--- START ---
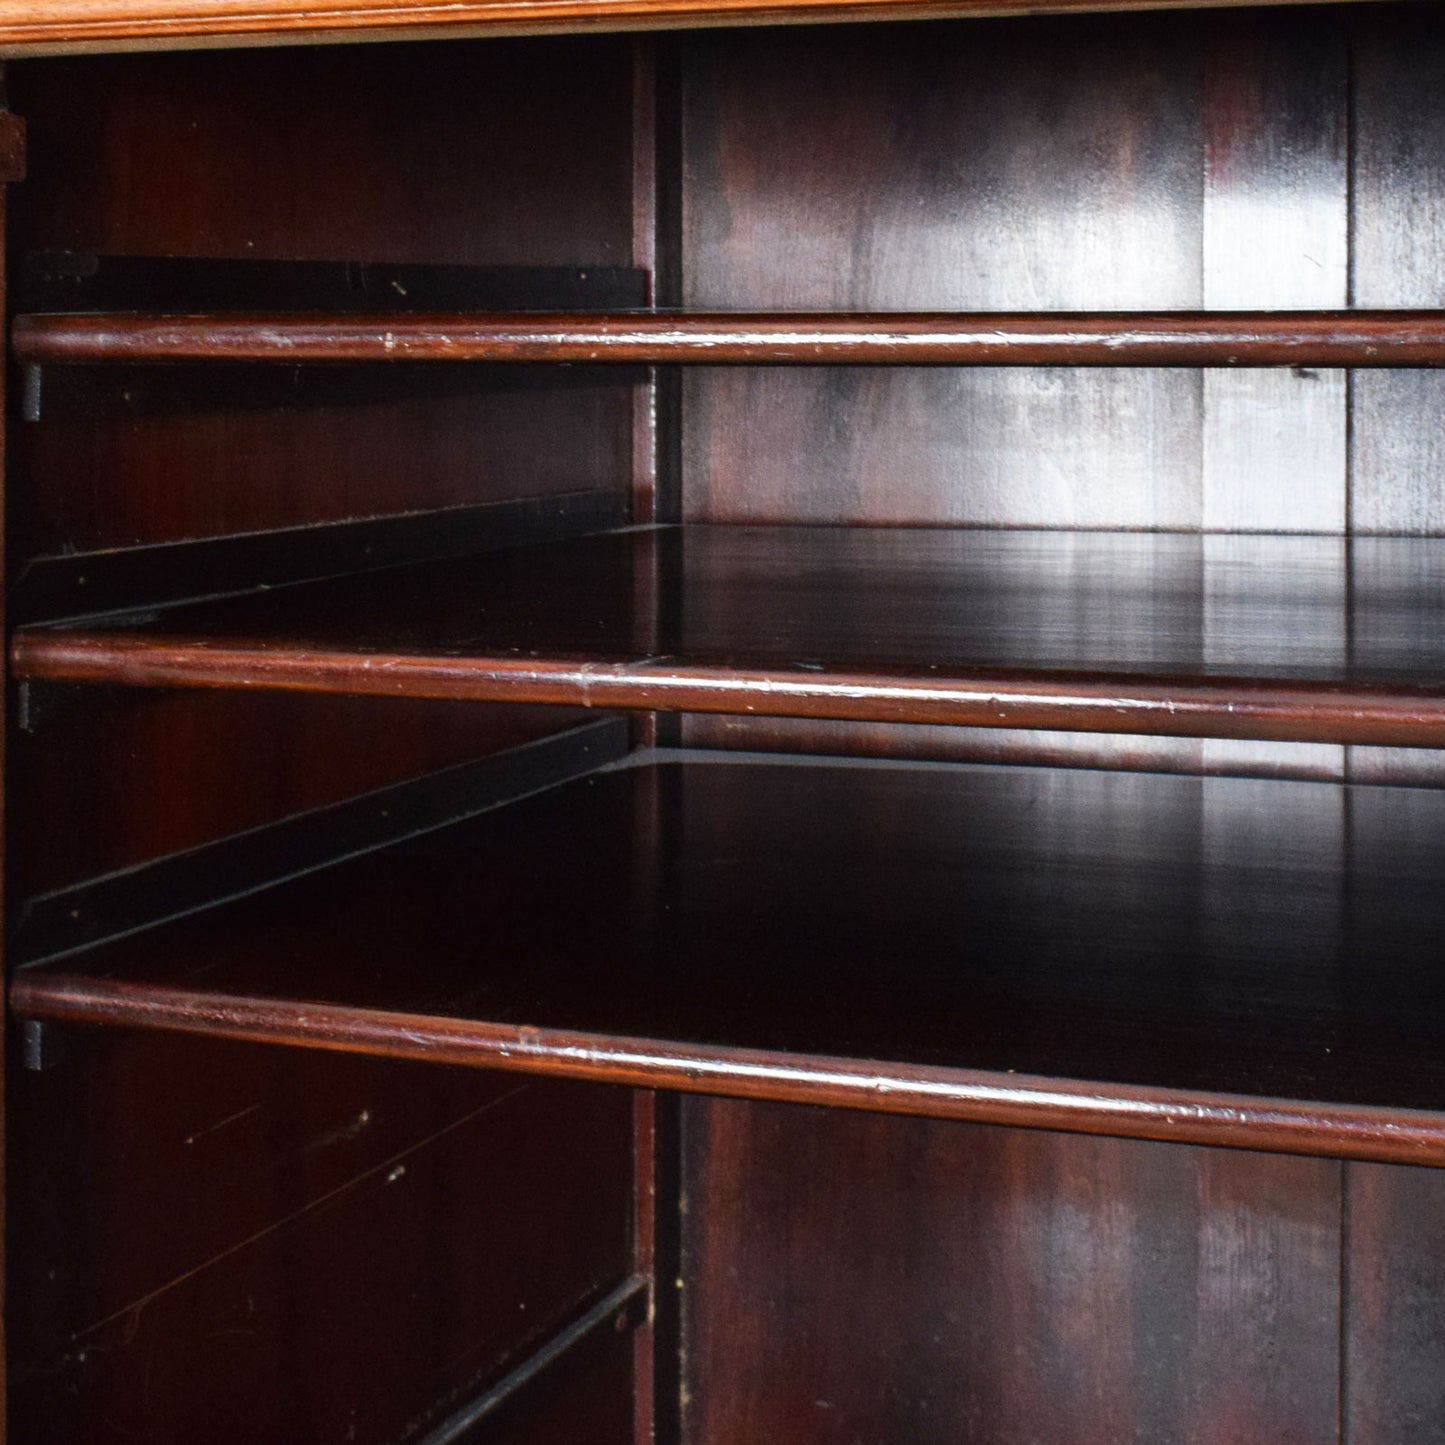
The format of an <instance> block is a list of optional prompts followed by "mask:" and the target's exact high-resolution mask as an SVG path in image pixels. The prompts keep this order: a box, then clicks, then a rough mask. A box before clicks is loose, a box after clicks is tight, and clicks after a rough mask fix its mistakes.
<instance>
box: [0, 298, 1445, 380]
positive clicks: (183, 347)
mask: <svg viewBox="0 0 1445 1445" xmlns="http://www.w3.org/2000/svg"><path fill="white" fill-rule="evenodd" d="M13 342H14V350H16V354H17V357H19V358H20V360H22V361H26V363H30V364H97V363H107V361H110V363H129V364H136V363H178V361H186V363H197V361H279V363H288V364H293V363H299V361H490V363H510V361H523V363H526V361H552V363H607V361H613V363H620V364H627V366H637V364H650V363H698V364H766V366H783V364H793V366H827V364H899V366H968V364H971V366H1211V367H1222V366H1319V367H1342V366H1350V367H1370V366H1409V367H1419V366H1439V364H1445V312H1439V311H1314V312H1181V314H1172V315H1170V314H1163V315H1133V314H1114V312H1094V314H1087V315H1062V314H1040V312H1022V314H991V312H981V314H948V312H926V314H903V312H876V314H857V315H850V314H845V312H793V314H788V312H773V314H754V312H705V314H696V312H670V314H669V312H613V314H588V315H536V314H517V315H478V314H474V312H432V314H426V315H405V314H403V315H399V314H394V312H377V314H371V315H367V314H350V315H348V314H312V315H306V314H296V312H283V311H277V312H264V314H263V312H250V314H210V315H150V314H136V312H108V314H104V312H101V314H59V315H43V314H39V315H22V316H17V318H16V322H14V328H13Z"/></svg>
--- END ---
[Brief]:
Could every entry above be printed again exactly, images excluded?

[Output of the task]:
The format of an <instance> block is a list of optional prompts followed by "mask:" and the target's exact high-resolution mask as an SVG path in image pixels. The prompts keep this order: a box, then clicks, then a rough mask. A box before clicks is loose, a box after clicks is tight, and clicks after a rough mask fix its mistakes.
<instance>
box: [0, 298, 1445, 380]
positive clicks: (183, 347)
mask: <svg viewBox="0 0 1445 1445" xmlns="http://www.w3.org/2000/svg"><path fill="white" fill-rule="evenodd" d="M13 342H14V350H16V354H17V357H19V358H20V360H22V361H26V363H30V364H97V363H107V361H110V363H129V364H136V363H178V361H186V363H197V361H279V363H288V364H293V363H299V361H490V363H510V361H523V363H526V361H552V363H607V361H613V363H620V364H627V366H637V364H650V363H698V364H766V366H783V364H793V366H827V364H899V366H968V364H971V366H1211V367H1222V366H1319V367H1342V366H1350V367H1370V366H1409V367H1419V366H1439V364H1445V312H1439V311H1314V312H1181V314H1172V315H1170V314H1163V315H1133V314H1114V312H1094V314H1087V315H1062V314H1040V312H1022V314H991V312H981V314H948V312H926V314H903V312H876V314H857V315H850V314H845V312H793V314H788V312H773V314H754V312H705V314H696V312H670V314H669V312H613V314H588V315H536V314H517V315H478V314H474V312H432V314H426V315H405V314H403V315H399V314H394V312H377V314H371V315H367V314H350V315H348V314H312V315H306V314H296V312H283V311H277V312H264V314H263V312H250V314H210V315H150V314H136V312H108V314H104V312H101V314H59V315H43V314H39V315H22V316H17V318H16V322H14V328H13Z"/></svg>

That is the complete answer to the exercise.